- _Reading text_:
%%
Bit Manipulation and Flags

问题

https://i.imgur.com/VU56Rwn.png

A: When the man page for open says: The flags specified are formed by or'ing the following values:

       O_RDONLY        open for reading only
       O_WRONLY        open for writing only
       ...

it means we should use a logical or between the flags like this: O_RDONLY || O_WRONLY to specify the combination of permissions we want.

B: To indicate different options we use bit flags (rather than characters or integers) in order to save space.

C: Performing operations on bit flags is fast.

D: Bit flags used in system calls are defined in library files.

E: The command chmod uses bit flag constants defined in octal because there are eight possible permission states.

I know bit flags are not defined in library files if it is a good system library. They are usually constants or #defines in the header, not the compiled object, if that is what "library files" refers to. However, I don't understand how they save space, aren't bit flags just integers after all?

回答1:

First of all, | and || are different operators.

| is the bit-wise OR operator which does an OR on every bit and you get the result of that.

|| is the logical OR operator which returns true if the left side is true or the right side is true, false otherwise.

In case of bit flag, you should use |, like O_RDONLY | O_WRONLY

B: To indicate different options we use bit flags (rather than characters or integers) in order to save space.

I think that this phrasing is a bit missleading, to be honest. The nice thing about bit flags, is that you can pack in a single int, mostly 32 bit long, up to 32 different values that have a ON/OFF semantic. So the function that takes these kind of options, only has to use a single int to get multiple options from the caller because the single bits represent such a on/off property. If the bit is 1, then the propery is ON, otherwise OFF.

In constract, when you don't use bit flags, the function would have to take a separate variable for every options and if you have many options, you would need a lot of variables in the function declaration. So you can "save space" if you use bit flags instead.

Consider this:

// lot's of other has_property_x cases

int somefunc(int has_property_a, int has_property_b, int has_property_c, ...)
%%
- _Requirements_:
Please list each lettered statement in the thread on bit flags, giving its letter and a one-line summary.

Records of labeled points
%%
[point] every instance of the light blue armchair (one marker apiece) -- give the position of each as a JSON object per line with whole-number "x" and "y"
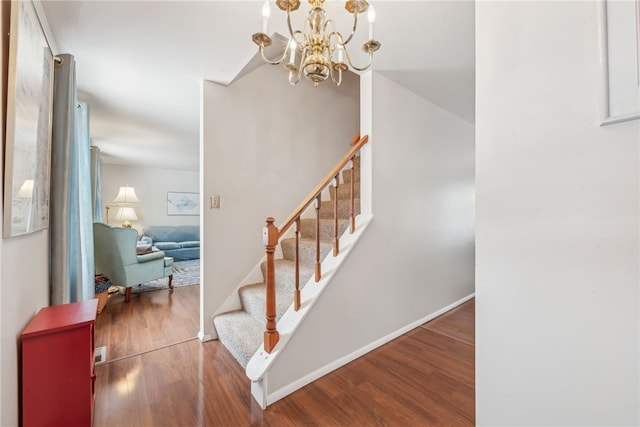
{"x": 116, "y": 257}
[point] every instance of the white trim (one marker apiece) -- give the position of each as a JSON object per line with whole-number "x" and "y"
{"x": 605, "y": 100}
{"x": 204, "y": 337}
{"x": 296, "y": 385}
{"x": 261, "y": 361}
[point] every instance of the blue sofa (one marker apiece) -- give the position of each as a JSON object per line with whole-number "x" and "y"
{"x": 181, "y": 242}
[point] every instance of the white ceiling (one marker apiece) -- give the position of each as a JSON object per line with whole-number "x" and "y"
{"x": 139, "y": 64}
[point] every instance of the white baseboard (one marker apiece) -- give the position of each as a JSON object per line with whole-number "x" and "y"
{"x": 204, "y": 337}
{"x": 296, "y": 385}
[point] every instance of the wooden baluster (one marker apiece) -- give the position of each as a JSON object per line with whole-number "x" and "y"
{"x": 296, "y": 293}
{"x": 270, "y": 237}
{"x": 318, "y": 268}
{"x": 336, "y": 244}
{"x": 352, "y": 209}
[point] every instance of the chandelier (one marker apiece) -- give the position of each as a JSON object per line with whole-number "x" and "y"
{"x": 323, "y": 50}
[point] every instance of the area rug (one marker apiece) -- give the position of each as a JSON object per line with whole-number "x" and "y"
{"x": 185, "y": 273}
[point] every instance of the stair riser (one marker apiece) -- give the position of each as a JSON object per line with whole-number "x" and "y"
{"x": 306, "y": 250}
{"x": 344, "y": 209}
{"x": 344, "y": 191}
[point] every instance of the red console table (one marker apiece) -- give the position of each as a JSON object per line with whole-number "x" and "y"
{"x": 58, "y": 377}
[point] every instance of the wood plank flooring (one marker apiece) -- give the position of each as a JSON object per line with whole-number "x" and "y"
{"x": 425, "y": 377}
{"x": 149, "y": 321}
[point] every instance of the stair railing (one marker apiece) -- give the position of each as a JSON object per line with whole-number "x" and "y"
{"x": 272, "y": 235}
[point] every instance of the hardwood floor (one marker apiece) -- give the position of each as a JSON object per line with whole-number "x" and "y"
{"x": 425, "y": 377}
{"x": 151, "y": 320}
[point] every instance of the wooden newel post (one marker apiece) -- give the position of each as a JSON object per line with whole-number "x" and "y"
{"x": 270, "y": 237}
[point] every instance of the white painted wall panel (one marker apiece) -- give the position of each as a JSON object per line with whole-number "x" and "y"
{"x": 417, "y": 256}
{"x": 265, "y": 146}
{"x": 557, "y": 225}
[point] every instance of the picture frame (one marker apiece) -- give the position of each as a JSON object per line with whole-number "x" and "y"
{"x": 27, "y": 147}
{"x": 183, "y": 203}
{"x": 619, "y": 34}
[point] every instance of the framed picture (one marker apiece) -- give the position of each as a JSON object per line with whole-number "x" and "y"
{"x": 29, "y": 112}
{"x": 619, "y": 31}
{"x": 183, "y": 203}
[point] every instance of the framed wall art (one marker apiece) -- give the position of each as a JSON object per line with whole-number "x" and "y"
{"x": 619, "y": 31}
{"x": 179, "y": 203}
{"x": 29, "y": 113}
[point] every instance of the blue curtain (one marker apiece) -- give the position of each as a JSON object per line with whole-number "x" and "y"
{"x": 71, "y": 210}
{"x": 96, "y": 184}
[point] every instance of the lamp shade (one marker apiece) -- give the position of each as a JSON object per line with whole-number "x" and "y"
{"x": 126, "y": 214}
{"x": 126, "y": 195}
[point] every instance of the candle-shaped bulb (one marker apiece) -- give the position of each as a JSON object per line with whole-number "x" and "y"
%%
%%
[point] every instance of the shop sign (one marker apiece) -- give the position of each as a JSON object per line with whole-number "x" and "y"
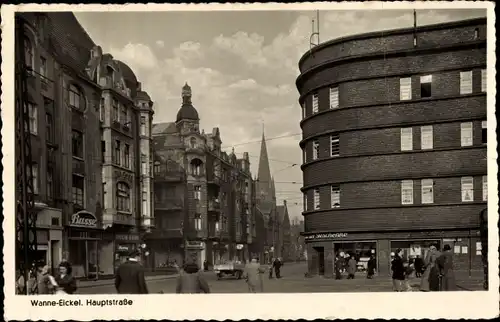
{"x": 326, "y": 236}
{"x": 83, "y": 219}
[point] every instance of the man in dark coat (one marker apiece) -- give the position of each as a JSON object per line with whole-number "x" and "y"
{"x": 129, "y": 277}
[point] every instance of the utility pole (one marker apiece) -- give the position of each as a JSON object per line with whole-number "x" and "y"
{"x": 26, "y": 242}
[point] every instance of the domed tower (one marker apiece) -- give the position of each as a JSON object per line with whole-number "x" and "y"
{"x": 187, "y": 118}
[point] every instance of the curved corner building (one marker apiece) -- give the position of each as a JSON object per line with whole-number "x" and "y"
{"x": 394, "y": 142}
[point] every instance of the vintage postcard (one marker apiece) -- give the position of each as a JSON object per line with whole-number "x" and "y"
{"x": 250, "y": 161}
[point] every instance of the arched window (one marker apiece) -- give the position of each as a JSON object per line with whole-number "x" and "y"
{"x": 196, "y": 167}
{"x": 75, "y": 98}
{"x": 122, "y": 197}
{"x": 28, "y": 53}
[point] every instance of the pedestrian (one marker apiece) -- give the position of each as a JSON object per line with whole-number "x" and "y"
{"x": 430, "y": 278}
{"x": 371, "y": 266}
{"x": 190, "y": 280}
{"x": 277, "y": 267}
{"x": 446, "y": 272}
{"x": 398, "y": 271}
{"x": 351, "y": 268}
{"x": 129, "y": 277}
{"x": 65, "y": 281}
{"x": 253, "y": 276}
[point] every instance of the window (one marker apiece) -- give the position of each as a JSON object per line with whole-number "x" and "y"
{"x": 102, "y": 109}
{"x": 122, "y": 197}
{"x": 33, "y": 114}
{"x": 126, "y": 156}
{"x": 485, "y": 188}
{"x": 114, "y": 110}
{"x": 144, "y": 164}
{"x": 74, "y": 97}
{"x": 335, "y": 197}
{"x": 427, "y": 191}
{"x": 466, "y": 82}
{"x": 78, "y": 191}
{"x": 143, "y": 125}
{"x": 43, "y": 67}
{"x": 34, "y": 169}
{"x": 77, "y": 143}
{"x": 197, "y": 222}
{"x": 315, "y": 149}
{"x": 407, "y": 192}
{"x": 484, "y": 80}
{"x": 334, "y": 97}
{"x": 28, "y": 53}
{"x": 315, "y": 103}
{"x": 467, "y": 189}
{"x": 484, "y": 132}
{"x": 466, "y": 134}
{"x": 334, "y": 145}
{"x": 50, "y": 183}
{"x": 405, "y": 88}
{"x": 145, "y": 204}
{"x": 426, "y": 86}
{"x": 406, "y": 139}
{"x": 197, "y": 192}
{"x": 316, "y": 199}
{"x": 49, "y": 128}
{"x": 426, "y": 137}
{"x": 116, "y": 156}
%%
- _The output_:
A: When the man page for open says flags are formed by or'ing values, it means joining them with a logical or, as in O_RDONLY || O_WRONLY.
B: Bit flags are used instead of characters or integers to save space.
C: Operations on bit flags are fast.
D: Bit flags used in system calls are defined in library files.
E: The chmod command uses bit flag constants defined in octal because there are eight possible permission states.